* **WORK REQUIRED**
Edit the records below so that every occurrence of "earns a single pin" becomes "receives exactly one pin", keeping every other character intact.
##### RECORDS SHOWN
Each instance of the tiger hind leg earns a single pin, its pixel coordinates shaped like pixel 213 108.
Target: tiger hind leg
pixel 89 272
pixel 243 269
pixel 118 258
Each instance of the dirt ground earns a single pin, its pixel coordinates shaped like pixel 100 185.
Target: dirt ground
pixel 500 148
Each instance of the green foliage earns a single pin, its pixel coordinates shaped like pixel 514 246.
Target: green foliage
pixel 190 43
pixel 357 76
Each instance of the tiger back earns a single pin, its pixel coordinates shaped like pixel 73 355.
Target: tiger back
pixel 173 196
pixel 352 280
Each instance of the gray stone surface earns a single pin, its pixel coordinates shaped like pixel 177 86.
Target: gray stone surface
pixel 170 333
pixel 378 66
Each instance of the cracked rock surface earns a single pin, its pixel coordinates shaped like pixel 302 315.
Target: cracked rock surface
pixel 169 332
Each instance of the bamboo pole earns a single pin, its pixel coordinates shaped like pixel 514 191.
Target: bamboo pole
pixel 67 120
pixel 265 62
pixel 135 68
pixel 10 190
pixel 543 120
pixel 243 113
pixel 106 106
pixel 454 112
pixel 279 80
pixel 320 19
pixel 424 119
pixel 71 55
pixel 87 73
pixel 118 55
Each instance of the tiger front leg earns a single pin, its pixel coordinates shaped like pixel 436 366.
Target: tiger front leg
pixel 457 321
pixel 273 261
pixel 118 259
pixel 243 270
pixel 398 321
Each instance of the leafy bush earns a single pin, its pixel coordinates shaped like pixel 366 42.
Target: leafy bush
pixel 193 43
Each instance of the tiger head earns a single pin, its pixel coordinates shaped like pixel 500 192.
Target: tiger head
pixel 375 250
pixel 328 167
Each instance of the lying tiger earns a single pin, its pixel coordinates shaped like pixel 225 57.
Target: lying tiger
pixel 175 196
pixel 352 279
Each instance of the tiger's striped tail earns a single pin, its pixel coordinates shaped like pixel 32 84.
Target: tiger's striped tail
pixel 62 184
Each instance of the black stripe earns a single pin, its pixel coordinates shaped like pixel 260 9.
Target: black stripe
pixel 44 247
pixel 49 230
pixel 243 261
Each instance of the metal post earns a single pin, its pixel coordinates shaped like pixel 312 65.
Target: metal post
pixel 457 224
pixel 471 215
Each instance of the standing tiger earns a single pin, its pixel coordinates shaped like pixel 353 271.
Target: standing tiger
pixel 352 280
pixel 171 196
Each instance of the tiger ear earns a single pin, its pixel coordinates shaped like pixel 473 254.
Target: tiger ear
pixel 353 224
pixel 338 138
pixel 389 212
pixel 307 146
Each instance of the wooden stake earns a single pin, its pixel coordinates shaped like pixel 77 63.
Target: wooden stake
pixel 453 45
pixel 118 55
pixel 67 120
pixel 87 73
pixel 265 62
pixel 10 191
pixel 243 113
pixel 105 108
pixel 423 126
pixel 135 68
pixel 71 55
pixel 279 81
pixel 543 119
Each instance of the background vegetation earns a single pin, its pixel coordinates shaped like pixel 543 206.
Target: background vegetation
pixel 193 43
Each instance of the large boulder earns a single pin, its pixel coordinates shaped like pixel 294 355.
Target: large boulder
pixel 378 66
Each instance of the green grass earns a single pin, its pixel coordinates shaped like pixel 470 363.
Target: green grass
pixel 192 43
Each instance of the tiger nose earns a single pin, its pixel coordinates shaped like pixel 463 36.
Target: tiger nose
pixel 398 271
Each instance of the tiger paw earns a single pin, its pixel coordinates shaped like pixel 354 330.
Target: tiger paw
##########
* **RESULT BELOW**
Each instance of the tiger hind leg receives exactly one pin, its pixel coordinates shaped like pixel 213 108.
Target: tiger hind leg
pixel 89 272
pixel 243 269
pixel 118 258
Each instance of the dirt ground receives exactly one pin, its pixel coordinates shaped like pixel 100 185.
Target: dirt ground
pixel 500 148
Each instance of the green foliage receives exactly one pin, its pixel coordinates shaped like pixel 514 246.
Target: green foliage
pixel 190 43
pixel 357 76
Each instance of the tiger back receives exactly one pin, its pixel coordinates shaped like pixel 73 355.
Target: tiger back
pixel 173 196
pixel 352 280
Each instance of the gray stone surface receives exactly one pin, its pixel coordinates shaped like pixel 177 86.
Target: gray stone surface
pixel 170 333
pixel 378 66
Each instance of the cracked rock surface receives exactly one pin, its pixel coordinates shaped like pixel 302 315.
Target: cracked rock surface
pixel 169 332
Each instance of the bamboo pole receives exactly one pin, its pixel coordinates shaped like pixel 514 191.
Target: bamboo pole
pixel 67 120
pixel 265 62
pixel 135 68
pixel 10 190
pixel 543 120
pixel 243 113
pixel 106 106
pixel 454 112
pixel 279 80
pixel 320 19
pixel 424 119
pixel 71 55
pixel 87 73
pixel 118 55
Each instance of the tiger front leg receives exactly one pin, its pixel coordinates shaped like pixel 436 366.
Target: tiger front leg
pixel 457 321
pixel 273 261
pixel 118 259
pixel 243 270
pixel 398 321
Each instance of the leafy bush receives exactly one pin, its pixel coordinates shaped like pixel 366 42.
Target: leafy bush
pixel 193 43
Each instance of the tiger head receives exactly one pin, its pixel coordinates shaped like pixel 500 192.
Target: tiger head
pixel 375 250
pixel 328 167
Each instance of the lying tiger receives exactly one pin, its pixel coordinates shaped like pixel 225 57.
Target: lying tiger
pixel 175 196
pixel 352 279
Each instance of the tiger's striped tail receives exactly one pin, its pixel coordinates shaped like pixel 32 84.
Target: tiger's striped tail
pixel 62 184
Each instance of the black stripe receives exactly one pin, its pixel coordinates shaped like pixel 260 9.
Target: black stripe
pixel 44 247
pixel 49 230
pixel 243 261
Each instance of the metal post receives exactly one pin, its pixel coordinates shaped like pixel 312 65.
Target: metal post
pixel 457 224
pixel 471 215
Each instance of the standing tiger receives exactly one pin, its pixel coordinates shaped like pixel 353 271.
Target: standing tiger
pixel 352 280
pixel 171 196
Each instance of the tiger ear receives exactly one pin, its pixel coordinates shaped like pixel 473 254.
Target: tiger ear
pixel 353 224
pixel 338 138
pixel 389 212
pixel 307 146
Each instance of the wooden stake receives exactly one pin, its pixel coordinates shaped like pixel 77 63.
Target: wooden stake
pixel 453 45
pixel 118 55
pixel 67 120
pixel 87 73
pixel 265 62
pixel 10 191
pixel 243 113
pixel 105 108
pixel 423 126
pixel 135 68
pixel 71 55
pixel 279 81
pixel 543 119
Each instance of the background vegetation receives exactly one pin, its pixel coordinates shaped like pixel 543 206.
Target: background vegetation
pixel 193 43
Each instance of the large boulder receives exactly one pin, its pixel coordinates shaped like pixel 294 355.
Target: large boulder
pixel 378 66
Each instance of the green grass receives exactly one pin, its pixel coordinates shaped like pixel 470 363.
Target: green grass
pixel 192 43
Each instance of the tiger nose receives exactly one pin, its pixel coordinates shaped like pixel 463 36.
Target: tiger nose
pixel 398 271
Each instance of the tiger paw receives exactly one pin, its pixel coordinates shaped like pixel 354 330.
Target: tiger paw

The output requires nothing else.